→ **EXERCISE TEXT**
* * * * * * *
At 16, Joanne started hormone therapy, the first stage of her biological transition, but the physical changes, which included growing a bust, were not easy on her family, or on her. “By then my wardrobe was all women’s clothes, but I changed it three times. I was so confused; I stopped hormones and started them again. I couldn’t bear the thought of upsetting my family. I remember sitting in my room between my bed and my brother’s: men’s clothes on one side, women’s on the other, just trying to understand…”
In the end, Joanne is adamant that there was no real choice. “The procedure is expensive, and I knew all about the pain and the possible complications, but I couldn’t live another day in a male body. I’d rather be dead with ‘Joanne’ written on my tombstone than alive with my old name.” She remembers vividly the day she describes as the best of her life: the day she completed her gender reassignment surgery. “The doctor woke me up and said: Happy Birthday,” she recalls with a broad smile. “The next three weeks were hell physically, but it was worth it: I was a woman.”
The operation changed her life. Slowly, she began to gain the confidence she had lacked her whole life. “Back then, before going out, I used to worry that I didn’t look enough like a woman. Now I only worry about whether I look my best,” she giggles. Where before she would avoid the beach and other locations for fear of what people would say, today she enjoys the attention. She still encounters prejudice on a regular basis, but she is no longer intimidated by it. “You need to be strong, but if somebody’s offended by who I am, that’s their problem, not mine,” she says. Equally, though, she has no time for sympathy. “I don’t want people to ‘accept’ me. You either want me in your life as I am, or you don’t.”
Unfortunately, Joanne has not yet been able to fully put the unhappiness of her past life behind her. Despite local authorities recognising her as a woman on her ID card and birth certificate, the government continues to oppose her right to marry the man she loves.
Much has been written about the merits of the sevenyear case, but Joanne herself sums it up with disarming simplicity. “I’m a woman. I have every right a woman has. Who am I harming by marrying my boyfriend? Why should anyone get to decide how I live my life?”
* * * * * * *
→ **GIVEN INFORMATION**
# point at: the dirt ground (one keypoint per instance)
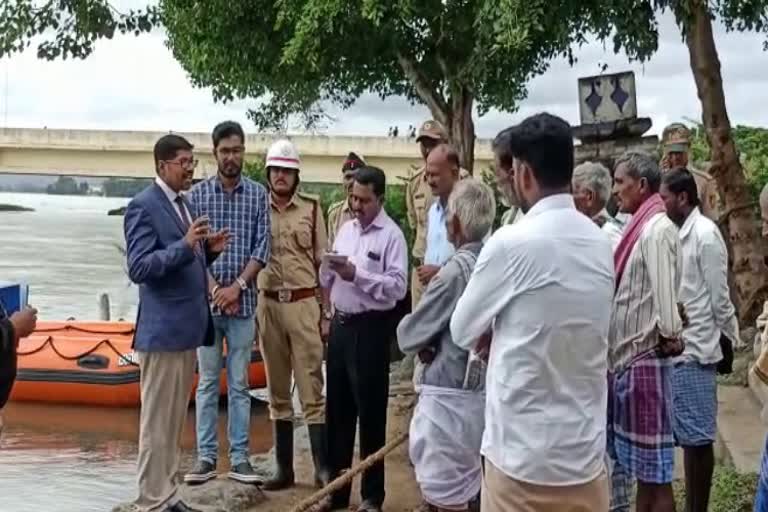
(402, 492)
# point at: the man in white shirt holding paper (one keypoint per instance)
(545, 437)
(711, 315)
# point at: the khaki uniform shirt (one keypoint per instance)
(418, 199)
(338, 214)
(292, 265)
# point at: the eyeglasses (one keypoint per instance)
(227, 152)
(184, 164)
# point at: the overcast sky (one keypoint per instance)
(133, 83)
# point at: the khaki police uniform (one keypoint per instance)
(419, 198)
(288, 311)
(338, 214)
(677, 138)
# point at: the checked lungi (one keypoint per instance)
(694, 403)
(640, 436)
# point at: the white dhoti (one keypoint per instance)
(444, 444)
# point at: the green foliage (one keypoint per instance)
(68, 28)
(752, 145)
(438, 53)
(489, 178)
(731, 491)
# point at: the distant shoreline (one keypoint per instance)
(14, 208)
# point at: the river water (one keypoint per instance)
(64, 458)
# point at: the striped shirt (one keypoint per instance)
(645, 303)
(245, 213)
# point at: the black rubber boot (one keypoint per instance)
(282, 433)
(319, 445)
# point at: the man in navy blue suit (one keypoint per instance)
(168, 253)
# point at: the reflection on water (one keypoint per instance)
(66, 251)
(86, 456)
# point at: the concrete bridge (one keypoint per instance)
(128, 154)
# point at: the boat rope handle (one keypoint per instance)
(125, 332)
(49, 341)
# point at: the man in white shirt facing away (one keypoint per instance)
(706, 298)
(592, 184)
(544, 442)
(645, 335)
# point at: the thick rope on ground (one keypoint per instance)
(348, 476)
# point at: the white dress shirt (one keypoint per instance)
(614, 227)
(704, 290)
(545, 284)
(645, 304)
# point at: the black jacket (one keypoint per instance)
(7, 357)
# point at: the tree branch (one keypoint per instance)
(434, 100)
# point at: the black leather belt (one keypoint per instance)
(354, 318)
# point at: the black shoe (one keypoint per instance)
(180, 506)
(245, 474)
(317, 440)
(367, 506)
(201, 473)
(283, 436)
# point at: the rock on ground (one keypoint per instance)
(220, 495)
(402, 491)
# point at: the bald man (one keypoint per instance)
(442, 173)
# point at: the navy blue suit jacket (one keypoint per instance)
(174, 313)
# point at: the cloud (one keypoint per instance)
(135, 84)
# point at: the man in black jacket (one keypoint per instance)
(18, 325)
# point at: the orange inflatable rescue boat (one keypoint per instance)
(91, 363)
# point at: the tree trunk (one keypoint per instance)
(747, 248)
(455, 114)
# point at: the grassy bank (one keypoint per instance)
(731, 491)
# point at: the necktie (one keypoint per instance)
(184, 217)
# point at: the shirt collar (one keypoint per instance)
(218, 185)
(377, 222)
(169, 193)
(685, 230)
(553, 202)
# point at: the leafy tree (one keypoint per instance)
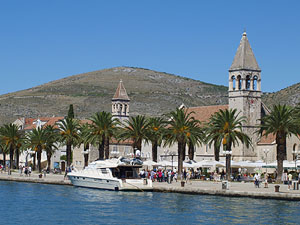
(225, 127)
(69, 135)
(282, 123)
(182, 128)
(135, 129)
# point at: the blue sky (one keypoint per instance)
(41, 41)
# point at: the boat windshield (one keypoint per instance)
(125, 172)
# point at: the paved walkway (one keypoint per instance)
(235, 189)
(195, 187)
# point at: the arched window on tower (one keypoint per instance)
(255, 83)
(247, 82)
(121, 107)
(233, 82)
(239, 80)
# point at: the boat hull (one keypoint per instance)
(111, 184)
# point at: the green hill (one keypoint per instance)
(151, 93)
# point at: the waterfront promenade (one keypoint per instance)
(236, 189)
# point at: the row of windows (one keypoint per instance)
(238, 80)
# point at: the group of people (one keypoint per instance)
(27, 170)
(169, 175)
(160, 175)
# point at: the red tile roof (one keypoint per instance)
(121, 93)
(270, 139)
(203, 113)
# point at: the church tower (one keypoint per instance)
(120, 103)
(245, 95)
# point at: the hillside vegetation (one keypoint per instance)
(151, 93)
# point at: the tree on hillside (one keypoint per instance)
(282, 123)
(182, 128)
(225, 128)
(134, 129)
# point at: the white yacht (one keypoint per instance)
(112, 174)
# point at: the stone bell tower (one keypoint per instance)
(120, 103)
(245, 95)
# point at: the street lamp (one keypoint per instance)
(228, 167)
(266, 151)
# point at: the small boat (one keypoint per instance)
(112, 174)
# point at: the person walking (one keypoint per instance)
(290, 178)
(256, 180)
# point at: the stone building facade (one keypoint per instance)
(244, 95)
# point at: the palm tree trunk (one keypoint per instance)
(101, 149)
(34, 161)
(191, 151)
(216, 151)
(228, 167)
(139, 145)
(106, 148)
(4, 160)
(17, 157)
(181, 155)
(180, 160)
(154, 151)
(86, 156)
(69, 150)
(49, 160)
(11, 157)
(281, 154)
(39, 156)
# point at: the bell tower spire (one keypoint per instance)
(245, 93)
(120, 103)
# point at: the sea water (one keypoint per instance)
(27, 203)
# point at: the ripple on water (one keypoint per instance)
(26, 203)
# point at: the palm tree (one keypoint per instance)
(225, 127)
(11, 136)
(36, 140)
(69, 135)
(281, 122)
(84, 132)
(156, 127)
(4, 151)
(102, 129)
(182, 128)
(50, 145)
(134, 129)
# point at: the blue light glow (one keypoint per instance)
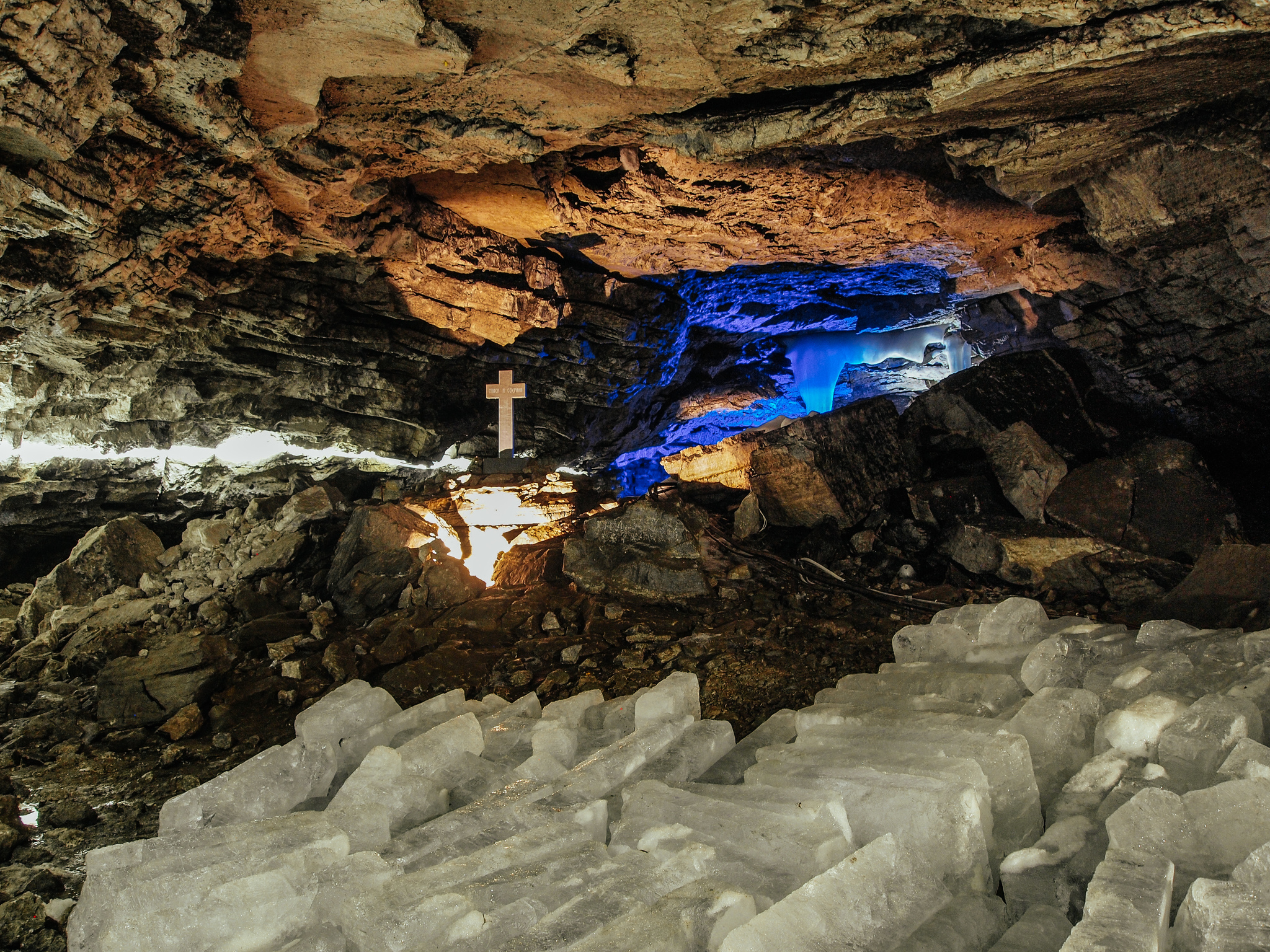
(763, 342)
(817, 359)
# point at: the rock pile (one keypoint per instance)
(1099, 776)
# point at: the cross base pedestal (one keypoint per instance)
(495, 464)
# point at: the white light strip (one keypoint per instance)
(242, 450)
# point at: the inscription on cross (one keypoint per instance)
(505, 392)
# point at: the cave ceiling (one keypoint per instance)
(335, 219)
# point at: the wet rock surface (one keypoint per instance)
(202, 654)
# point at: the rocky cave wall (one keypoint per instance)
(337, 221)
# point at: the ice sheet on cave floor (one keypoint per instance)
(614, 840)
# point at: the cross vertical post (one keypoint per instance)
(505, 391)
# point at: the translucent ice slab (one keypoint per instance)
(730, 769)
(1005, 758)
(269, 785)
(1126, 906)
(869, 902)
(936, 819)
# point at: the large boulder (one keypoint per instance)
(1053, 391)
(374, 586)
(1049, 557)
(833, 465)
(1228, 588)
(112, 555)
(1014, 550)
(530, 565)
(1158, 499)
(373, 530)
(141, 691)
(1026, 469)
(648, 550)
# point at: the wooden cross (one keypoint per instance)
(505, 391)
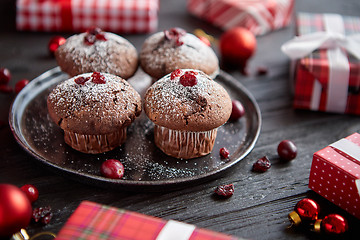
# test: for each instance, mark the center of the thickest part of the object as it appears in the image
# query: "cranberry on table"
(224, 153)
(225, 190)
(261, 165)
(287, 150)
(31, 192)
(5, 76)
(20, 85)
(237, 110)
(6, 88)
(112, 168)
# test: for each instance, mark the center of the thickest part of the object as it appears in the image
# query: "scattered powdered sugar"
(111, 100)
(156, 49)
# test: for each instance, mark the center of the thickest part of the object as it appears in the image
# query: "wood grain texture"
(259, 207)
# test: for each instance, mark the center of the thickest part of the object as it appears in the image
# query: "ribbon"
(334, 40)
(351, 149)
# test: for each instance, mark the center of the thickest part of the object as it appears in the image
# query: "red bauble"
(334, 224)
(307, 209)
(237, 45)
(15, 210)
(55, 42)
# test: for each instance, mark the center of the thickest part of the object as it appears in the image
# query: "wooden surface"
(261, 203)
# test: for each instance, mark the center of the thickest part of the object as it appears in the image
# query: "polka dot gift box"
(335, 173)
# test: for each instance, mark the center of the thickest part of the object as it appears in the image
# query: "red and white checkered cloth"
(95, 221)
(120, 16)
(312, 72)
(258, 16)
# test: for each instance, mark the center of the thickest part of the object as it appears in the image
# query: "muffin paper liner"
(184, 144)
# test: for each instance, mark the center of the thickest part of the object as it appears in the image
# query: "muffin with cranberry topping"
(187, 107)
(166, 51)
(97, 51)
(94, 110)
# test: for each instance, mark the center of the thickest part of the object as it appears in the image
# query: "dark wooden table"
(261, 203)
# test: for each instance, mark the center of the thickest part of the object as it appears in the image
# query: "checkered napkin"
(312, 72)
(121, 16)
(95, 221)
(259, 16)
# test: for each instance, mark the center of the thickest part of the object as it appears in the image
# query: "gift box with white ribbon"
(258, 16)
(96, 221)
(120, 16)
(335, 173)
(326, 65)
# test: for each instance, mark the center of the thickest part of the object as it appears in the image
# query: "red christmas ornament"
(305, 210)
(15, 210)
(237, 45)
(54, 43)
(331, 224)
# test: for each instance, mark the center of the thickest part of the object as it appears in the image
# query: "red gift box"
* * * * * * *
→ **TASKS**
a: In the text about Joanne, what did the doctor say when waking her after her gender reassignment surgery?
b: Continue the text about Joanne from its final sentence.

→ **ANSWERS BY TASK**
a: "Happy Birthday."

b:
The tragic irony is that the relationship she has fought so hard to formalise has long since broken down – a victim of the stresses of a drawn-out legal battle. “We loved each other deeply,” Joanne tells me, “but the court case was just too much.” So why is the case still so important to her? “When I look at my mother and father, and how happy they are together, that’s enough. Every woman dreams of having a family,” she smiles, “I’m no different.”
Joanne believes that her strength in seeing the case through to the end will pay dividends in opening doors for others in her situation. “Nobody should have to experience the hell I went through. You shouldn’t have to justify yourself to every new person you meet.” The key, she says, is education. “Society is a lot more open and accepting than it was when I was growing up, but people still don’t really understand. If we want a truly open-minded culture, we need to introduce children to diversity as early as kindergarten.”
My interview with Joanne ends with one more story. “I opened my first salon when I was just 19,” she tells me. “I had no phone, a single pair of scissors, and just Lm31 in the bank.” On the first day of opening, she had absolutely no customers, but Joanne was willing to do anything to boost her business. “I was young and I wanted the world. I never asked my parents for help, I was ready to work hard to get what I wanted.”
It is a similar drive that has motivated her throughout her life. And though there is still a final hurdle to overcome, today, she says with a smile, she’s at peace.